Selection =
I think if our unions were more like Germany's which have board representation
and pay determined by collective bargaining - then I'd be more inclined to
join.

Another difference between the UK and Germany is what happens to workers when
technological innovation occurs. For example there have been strikes by the
RMT union against driverless trains on London's underground.

Initially this appears to be counter-progressive, striking against what is an
advancement in technology. In Germany these workers would be retrained so that
their careers would not be destroyed. The UK does not retrain workers when
they are made redundant.

------
jpetersonmn
I wouldn't join a union, but I would donate money to a lobbying group that
lobbied for tightening restrictions on visas. I understand getting a visa if
you truly can't find the talent you're looking for in the US, but companies
just do it for cheaper labor and are exploiting the system.

------
mrfusion
Here's a recent article I came across that makes some good arguments:

[http://michaelochurch.wordpress.com/2014/10/13/it-might-
be-t...](http://michaelochurch.wordpress.com/2014/10/13/it-might-be-time-for-
software-engineers-especially-in-silicon-valley-to-unionize/)

------
hcho
Trade unions make sense when the employer has disproportionate power over its
employees. That's typically shallow employment markets with a single
dominating employer.

Dev market in most places are efficient enough; so no I wouldn't.

------
JSeymourATL
We live in an age of disinter-mediation.

Adding a new middle-man into the talent/employer mix sucks value out of that
relationship. You can always assert your rights by employing your talents
elsewhere.

------
27182818284
No. I'm _pro-union_ , but I also know how slow unions can be. I enjoy the
speed at which technology is moving and I think that adding in unions,
although it would add a host of great qualities, would also bring about
undesirable problems.

I can't reconcile a Bar-like association or a trade union with the wonderful
stories of things like Apple starting in a garage or Facebook by a student, or
the super coders like RMS programming a new gigantic feature to Emacs in a
10-hour sprint.

------
MalcolmDiggs
It'd be nice if freelance tech folks could pool their resources and get group
health-care rates... but I'm not sure if a full-on union would be needed for
that.

------
mrfusion
There was a previous discussion on this topic here:
[https://news.ycombinator.com/item?id=8384641](https://news.ycombinator.com/item?id=8384641)

List of tasks =
- A) In the discussion on unionizing, which union has struck against driverless trains on London's underground?
- B) Reproduce verbatim the passage of the discussion on unionizing that opens with the words containing "I think if our" and closes with "on London's underground.".

Provided material =

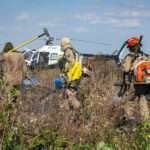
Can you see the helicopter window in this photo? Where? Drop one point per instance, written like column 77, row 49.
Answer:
column 28, row 55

Solved tasks =
- A) The RMT union.

- B)
I think if our unions were more like Germany's which have board representation
and pay determined by collective bargaining - then I'd be more inclined to
join.

Another difference between the UK and Germany is what happens to workers when
technological innovation occurs. For example there have been strikes by the
RMT union against driverless trains on London's underground.